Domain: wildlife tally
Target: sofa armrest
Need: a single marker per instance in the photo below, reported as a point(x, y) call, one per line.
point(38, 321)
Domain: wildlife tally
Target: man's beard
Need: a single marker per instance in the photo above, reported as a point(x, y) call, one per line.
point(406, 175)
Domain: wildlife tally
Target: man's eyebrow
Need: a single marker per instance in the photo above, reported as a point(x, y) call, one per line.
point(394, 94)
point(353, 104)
··········
• _STATED PROBLEM_
Revise the records above so that every "wildlife tally" becomes "field survey", leaving everything else the same.

• _EXPECTED ANSWER_
Domain: field survey
Target: sofa armrest
Need: a single marker per instance in the photo below, reported as a point(x, y) call, one per line.
point(38, 321)
Domain: field survey
Target: man's beard
Need: a single marker per instance in the photo above, reported as a point(x, y) call, one per line.
point(406, 175)
Domain: field survey
Target: man's eyebrow
Need: a single marker per instance in the photo above, reported as a point(x, y) call, one per line.
point(394, 94)
point(353, 104)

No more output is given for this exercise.